**Alıştırma 1**
Okuma parçasında "İran Dışişleri Bakanı" sözlerinden "misilleme sözünü verdi." sözlerine kadar uzanan bölümü, her iki uç dahil, hiçbir değişiklik yapmadan aktarınız.

**Okuma Parçası**
++++++++

İran, Gazze'ye Destek Cephesini Resmen Açtı

Batool Subeiti tarafından english.almayadeen.net adlı internet sitesinde kaleme alınan “İRAN: YENİ BİR DESTEK CEPHESİ RESMEN AÇILDI” başlıklı yazıyı siz kıymetli okuyucularımız için çevirdik. 

16 Nisan 2024
İran, Gazze'ye Destek Cephesini Resmen Açtı

İran Dışişleri Bakanı Emir Abdullahiyan, İsrail işgal varlığının Şam'daki İran konsolosluğuna düzenlediği ve İslam Devrimi Muhafızları Ordusu'ndan (IRGC) Tuğgeneral Muhammed Rıza Zahidi de dahil olmak üzere birçok üst düzey yetkili ve danışmanı öldüren son saldırısının ardından İran'ın misilleme sözünü verdi.

Saldırı, uluslararası hukukun diplomatik misyonları korumasının eşi görülmemiş bir ihlaline işaret ettiği için "saldırganı cezalandırmak amacıyla meşru savunmanın" gerekliliğini belirtti.

++++++++

**Alıştırma 2**
Kayıtların başından "column 305, row 87" ifadesini içeren satıra kadar uzanan kısmı, iki uç da dahil olmak üzere aynen çoğaltınız. Resimleri cevabınıza almayınız.

++++++++

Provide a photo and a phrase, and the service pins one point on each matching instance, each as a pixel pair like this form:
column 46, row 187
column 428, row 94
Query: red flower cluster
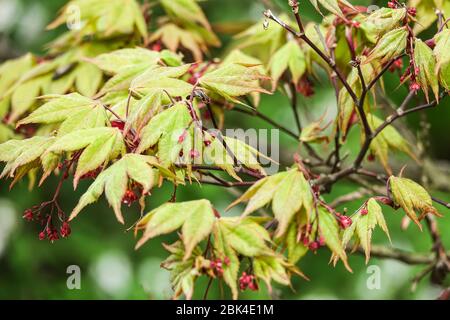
column 248, row 281
column 129, row 197
column 217, row 265
column 344, row 221
column 49, row 232
column 305, row 87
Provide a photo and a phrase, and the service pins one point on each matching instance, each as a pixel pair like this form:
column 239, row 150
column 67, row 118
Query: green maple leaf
column 72, row 111
column 18, row 153
column 114, row 182
column 388, row 139
column 99, row 145
column 182, row 271
column 289, row 192
column 364, row 224
column 329, row 229
column 195, row 218
column 412, row 197
column 291, row 57
column 391, row 45
column 170, row 131
column 233, row 80
column 426, row 64
column 442, row 55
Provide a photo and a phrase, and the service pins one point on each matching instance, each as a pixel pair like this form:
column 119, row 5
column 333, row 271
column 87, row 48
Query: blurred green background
column 112, row 269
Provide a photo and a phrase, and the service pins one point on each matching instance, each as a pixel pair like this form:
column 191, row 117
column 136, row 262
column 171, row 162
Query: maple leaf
column 289, row 192
column 170, row 131
column 99, row 145
column 114, row 181
column 413, row 198
column 364, row 222
column 72, row 111
column 233, row 80
column 195, row 218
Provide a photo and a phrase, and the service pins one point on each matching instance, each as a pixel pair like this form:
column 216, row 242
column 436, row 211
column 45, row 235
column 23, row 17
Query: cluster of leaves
column 127, row 106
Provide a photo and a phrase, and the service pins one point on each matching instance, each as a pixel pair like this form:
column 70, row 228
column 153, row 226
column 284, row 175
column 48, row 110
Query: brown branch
column 301, row 35
column 410, row 258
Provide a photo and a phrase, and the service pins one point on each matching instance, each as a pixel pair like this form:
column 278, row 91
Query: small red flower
column 313, row 246
column 118, row 124
column 345, row 222
column 42, row 235
column 414, row 87
column 412, row 11
column 129, row 197
column 28, row 215
column 65, row 230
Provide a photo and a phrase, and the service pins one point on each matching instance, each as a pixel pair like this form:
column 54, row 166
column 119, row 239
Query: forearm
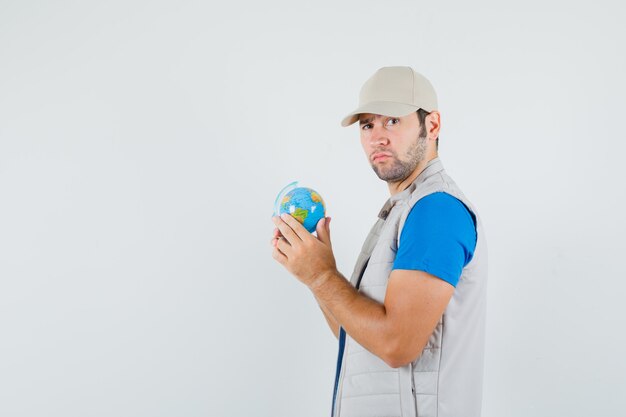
column 332, row 323
column 364, row 319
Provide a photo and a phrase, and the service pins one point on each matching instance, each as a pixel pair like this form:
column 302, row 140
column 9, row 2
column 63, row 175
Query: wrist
column 321, row 280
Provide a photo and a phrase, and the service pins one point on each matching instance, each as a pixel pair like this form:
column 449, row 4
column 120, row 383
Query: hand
column 307, row 257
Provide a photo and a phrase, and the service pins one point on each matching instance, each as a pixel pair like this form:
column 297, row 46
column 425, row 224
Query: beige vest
column 446, row 379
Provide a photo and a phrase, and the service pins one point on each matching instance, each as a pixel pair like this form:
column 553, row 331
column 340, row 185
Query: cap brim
column 385, row 108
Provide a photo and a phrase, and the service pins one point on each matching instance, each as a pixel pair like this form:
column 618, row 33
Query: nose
column 378, row 135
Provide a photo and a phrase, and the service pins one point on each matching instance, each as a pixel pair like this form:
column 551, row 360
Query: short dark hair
column 421, row 116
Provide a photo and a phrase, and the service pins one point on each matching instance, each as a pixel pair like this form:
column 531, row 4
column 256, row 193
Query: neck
column 399, row 186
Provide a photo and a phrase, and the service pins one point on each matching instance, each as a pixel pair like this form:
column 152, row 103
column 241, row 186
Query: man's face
column 394, row 146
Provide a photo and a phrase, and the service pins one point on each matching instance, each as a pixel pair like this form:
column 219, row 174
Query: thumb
column 323, row 230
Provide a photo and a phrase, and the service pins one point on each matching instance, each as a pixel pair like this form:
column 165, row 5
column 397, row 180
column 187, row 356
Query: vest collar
column 434, row 166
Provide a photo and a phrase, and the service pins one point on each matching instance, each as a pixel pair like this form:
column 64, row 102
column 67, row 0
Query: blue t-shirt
column 438, row 237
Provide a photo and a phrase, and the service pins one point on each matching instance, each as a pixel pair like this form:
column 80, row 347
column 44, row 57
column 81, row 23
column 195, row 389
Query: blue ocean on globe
column 303, row 203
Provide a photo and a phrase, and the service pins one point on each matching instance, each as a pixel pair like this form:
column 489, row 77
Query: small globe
column 304, row 204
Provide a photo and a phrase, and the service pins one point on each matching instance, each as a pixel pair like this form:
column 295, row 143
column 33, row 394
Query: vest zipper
column 413, row 390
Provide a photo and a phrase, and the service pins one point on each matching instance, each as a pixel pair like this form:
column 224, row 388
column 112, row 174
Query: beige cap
column 394, row 91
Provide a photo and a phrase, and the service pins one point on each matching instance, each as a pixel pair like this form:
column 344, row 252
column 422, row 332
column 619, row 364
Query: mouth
column 380, row 156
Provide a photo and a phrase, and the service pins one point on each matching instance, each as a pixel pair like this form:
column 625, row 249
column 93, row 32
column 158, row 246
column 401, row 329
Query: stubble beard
column 398, row 170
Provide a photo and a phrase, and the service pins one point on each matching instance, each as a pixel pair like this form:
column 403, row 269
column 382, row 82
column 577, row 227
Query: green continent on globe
column 300, row 214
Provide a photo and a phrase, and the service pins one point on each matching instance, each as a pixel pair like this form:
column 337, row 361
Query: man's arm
column 397, row 330
column 332, row 323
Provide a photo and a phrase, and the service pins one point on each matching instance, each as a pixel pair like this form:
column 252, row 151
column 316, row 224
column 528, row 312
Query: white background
column 142, row 145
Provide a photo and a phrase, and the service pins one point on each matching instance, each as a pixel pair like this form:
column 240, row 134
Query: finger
column 323, row 230
column 283, row 246
column 276, row 254
column 283, row 224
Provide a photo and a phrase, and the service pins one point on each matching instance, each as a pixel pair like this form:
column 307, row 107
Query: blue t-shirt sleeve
column 438, row 237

++++++++

**Cevap 1**
İran Dışişleri Bakanı Emir Abdullahiyan, İsrail işgal varlığının Şam'daki İran konsolosluğuna düzenlediği ve İslam Devrimi Muhafızları Ordusu'ndan (IRGC) Tuğgeneral Muhammed Rıza Zahidi de dahil olmak üzere birçok üst düzey yetkili ve danışmanı öldüren son saldırısının ardından İran'ın misilleme sözünü verdi.

**Cevap 2**
Provide a photo and a phrase, and the service pins one point on each matching instance, each as a pixel pair like this form:
column 46, row 187
column 428, row 94
Query: red flower cluster
column 248, row 281
column 129, row 197
column 217, row 265
column 344, row 221
column 49, row 232
column 305, row 87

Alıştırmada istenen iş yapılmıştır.